Copy the material below verbatim, line for line.

Listed records:
>> Start
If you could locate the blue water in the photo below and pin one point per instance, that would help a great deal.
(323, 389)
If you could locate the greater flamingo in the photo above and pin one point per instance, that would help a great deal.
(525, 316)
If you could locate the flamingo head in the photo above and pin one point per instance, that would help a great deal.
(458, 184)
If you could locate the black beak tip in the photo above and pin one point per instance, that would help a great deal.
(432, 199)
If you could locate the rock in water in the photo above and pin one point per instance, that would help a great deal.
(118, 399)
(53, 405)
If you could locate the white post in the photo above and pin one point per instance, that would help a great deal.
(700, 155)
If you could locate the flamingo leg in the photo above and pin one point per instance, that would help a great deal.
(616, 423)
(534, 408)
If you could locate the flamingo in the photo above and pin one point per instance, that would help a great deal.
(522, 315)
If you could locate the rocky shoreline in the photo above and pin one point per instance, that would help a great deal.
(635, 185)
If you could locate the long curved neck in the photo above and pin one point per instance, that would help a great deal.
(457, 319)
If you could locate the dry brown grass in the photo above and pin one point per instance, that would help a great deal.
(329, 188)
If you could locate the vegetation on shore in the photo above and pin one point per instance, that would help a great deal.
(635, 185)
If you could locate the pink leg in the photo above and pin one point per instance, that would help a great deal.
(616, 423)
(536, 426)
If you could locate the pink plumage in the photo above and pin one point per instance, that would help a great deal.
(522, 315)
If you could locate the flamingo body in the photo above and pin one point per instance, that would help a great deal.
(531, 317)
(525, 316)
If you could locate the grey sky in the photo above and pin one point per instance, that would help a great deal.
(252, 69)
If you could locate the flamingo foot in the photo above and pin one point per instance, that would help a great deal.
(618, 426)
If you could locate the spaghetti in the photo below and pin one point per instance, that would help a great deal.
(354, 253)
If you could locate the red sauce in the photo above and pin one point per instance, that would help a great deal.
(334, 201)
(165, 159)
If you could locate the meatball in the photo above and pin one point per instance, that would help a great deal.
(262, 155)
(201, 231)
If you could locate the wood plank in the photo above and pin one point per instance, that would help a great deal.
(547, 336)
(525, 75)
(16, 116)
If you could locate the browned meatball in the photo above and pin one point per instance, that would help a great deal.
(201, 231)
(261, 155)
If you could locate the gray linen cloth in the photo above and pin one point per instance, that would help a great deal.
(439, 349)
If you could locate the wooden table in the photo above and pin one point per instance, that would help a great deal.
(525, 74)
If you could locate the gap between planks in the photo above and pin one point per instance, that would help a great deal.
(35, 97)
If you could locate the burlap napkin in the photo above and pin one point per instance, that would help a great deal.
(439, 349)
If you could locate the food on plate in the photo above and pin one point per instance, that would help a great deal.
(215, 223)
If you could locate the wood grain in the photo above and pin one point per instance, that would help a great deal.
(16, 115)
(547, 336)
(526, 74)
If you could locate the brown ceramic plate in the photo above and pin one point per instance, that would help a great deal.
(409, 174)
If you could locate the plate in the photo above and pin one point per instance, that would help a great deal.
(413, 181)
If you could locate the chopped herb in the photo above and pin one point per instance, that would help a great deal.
>> End
Solution to this problem:
If you could locate the blue water in the photo below and pin one point per instance, that would help a great deal.
(323, 389)
If you could locate the greater flamingo in the photo above and pin one point per instance, that would help a great deal.
(525, 316)
If you could locate the flamingo head in the photo above and pin one point per instance, that would help a great deal.
(458, 184)
If you could locate the black beak tip in the photo above and pin one point per instance, that would help a great deal.
(432, 199)
If you could locate the rock in water in the photo above and pin one point per instance, that would help a great deal.
(118, 399)
(53, 405)
If you could locate the white post in the photo above and pin one point per instance, that would help a great deal.
(700, 155)
If you could locate the flamingo leg in the photo above and pin one point per instance, that would help a great deal.
(616, 423)
(534, 408)
If you could locate the flamingo in the photo above and pin one point per instance, that would help a great deal.
(522, 315)
If you could locate the rocky shoreline in the photo above and pin one point per instance, that would help a great deal.
(635, 185)
If you could locate the long curved neck in the photo above and pin one point per instance, that would help a great deal.
(457, 319)
If you could locate the dry brown grass in the photo above and pin one point per instance, that would help a great deal.
(329, 188)
If you could locate the vegetation on shore in the photo above and pin one point per instance, that would help a great deal.
(635, 185)
If you could locate the pink leg in the photo above and pin one point per instance, that would help a great deal.
(616, 423)
(536, 426)
If you could locate the pink plumage in the photo above and pin one point per instance, that would help a great deal.
(522, 315)
If you could locate the flamingo body in the photo above and pin one point per instance, that would help a great deal.
(531, 317)
(525, 316)
If you could locate the grey sky in the photo above and pin one point per instance, that would help a great deal.
(252, 69)
If you could locate the flamingo foot in the photo above and pin one point per instance, that would help a great deal.
(618, 426)
If you could locate the spaghetti in the photo below and pin one point per instance, that would help a great deal.
(354, 253)
If you could locate the red sauce in the photo above and pin one point per instance, that would help a great deal.
(334, 201)
(165, 159)
If you could locate the meatball in the photo above and pin one point per instance, that would help a great deal.
(262, 155)
(201, 231)
If you could locate the wood plank in the photo above and pin one point per instance, that would help a great deal.
(547, 336)
(525, 75)
(16, 116)
If you could locate the browned meatball in the photo above and pin one point per instance, that would help a great deal.
(201, 231)
(261, 155)
If you could locate the gray linen cloth in the photo above and pin one point per instance, that would help a great deal.
(439, 349)
If you could locate the wooden table in the photo above and pin one point per instance, that would help a great deal.
(525, 74)
If you could locate the gap between planks in the photo above and pin one point per instance, that would help a great deal.
(35, 97)
If you could locate the burlap napkin in the photo above and pin one point per instance, that would help a great deal.
(439, 349)
If you could locate the food on plate in the photo above and pin one point per instance, that would help a great deal.
(215, 223)
If you could locate the wood grain in the photo above and pin one point per instance, that would help a great deal.
(16, 115)
(547, 336)
(526, 74)
If you could locate the brown ceramic plate in the photo above and pin one point per instance, that would help a great deal.
(409, 174)
If you could locate the plate in the photo above and pin one point per instance, that would help a great deal.
(413, 181)
If you could locate the chopped herb in the photo above and pin one point per instance, that would help a great deal.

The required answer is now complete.